- [Alıştırma] Fiyat artışları üzerine okur görüşlerini aktaran yazıdan, "Geçen hafta demirbaş" sözlerinin geçtiği yerden başlayıp "çok ses getirdi." sözlerinden sonra biten bölümü yeniden yaz. Bu bölümde "Yunan adalarına" ifadesini "Ege kıyılarına" ile değiştir.

- [Çıkarılan yazı]
****************
Bize operasyon çekiyorlar

Geçen hafta demirbaş okurlarımızdan Muharrem Akduman'ın pahalı fiyatlar nedeniyle Yunan adalarına kaçırdığımız turistlerle ilgili tespiti çok ses getirdi.
Bir başka okurumuz Kaya Kaya ise bu suni pahalılığın "sistemli bir operasyon olduğu" görüşünde:
"Konuya biraz daha derin baktığımızda bunun enflasyonla alâkası olmadığını, gerek yabancı gerekse yerli turistin ülkemize katkısı olmaması için fiyatların ahlak dışı oranlarda yükseltilip, turistlerin Yunanistan'a gönderilerek 'turizm konusunda zarara uğratma operasyonu' olduğunu görüyorum... Aynı durum bütün şehirlerimizde gıda fiyatlarının belli baronlar tarafından yükseltilip 'etkili bir muhalefet malzemesi olarak kullanıldığını' kimse inkar edemez... Çünkü gıda lokomotiftir. Gıda fiyatları yükselirse, alım gücü zayıflar ve bunu diğer ürünler takip eder. Kiralar, taşınmaz fiyatları yükselir, daha sonra faiz karşısında düşer, bazı karanlık eller bu taşınmazlara daha ucuza sahip olmaya başlarlar. Gıda fiyatları arttıkça, halktan şikayetler yükselir. Sonuçta hükümet, muhalefete karşı seçmen kaybetmeye başlar. Bu oyun zaten sokak olaylarında kendini göstermeye başladı. İlk hedefleri ne oldu 'Türk mallarını boykot ediyoruz, satın almıyoruz' dediler... Şöyle dikkatli bir şekilde baktığımızda; bütün gıda baronlarının, sanayi patronlarının, aracılarının, turisti Yunanistan'a kaçıran her yerin mahalli idarelerinin, Türk mallarını boykot etmenin tamamının aynı tarafta olduğu belli. Bütün bunlar üst üste konulduğunda hedefin Türkiye Cumhuriyeti Devleti olduğunu görüyoruz."
****************
- [Veriler]
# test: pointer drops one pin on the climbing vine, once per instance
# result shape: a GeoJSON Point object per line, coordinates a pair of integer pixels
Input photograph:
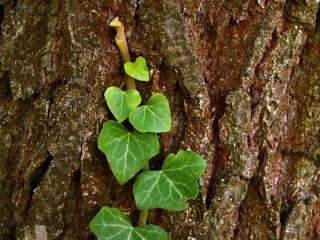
****************
- [Çözüm]
Geçen hafta demirbaş okurlarımızdan Muharrem Akduman'ın pahalı fiyatlar nedeniyle Ege kıyılarına kaçırdığımız turistlerle ilgili tespiti çok ses getirdi.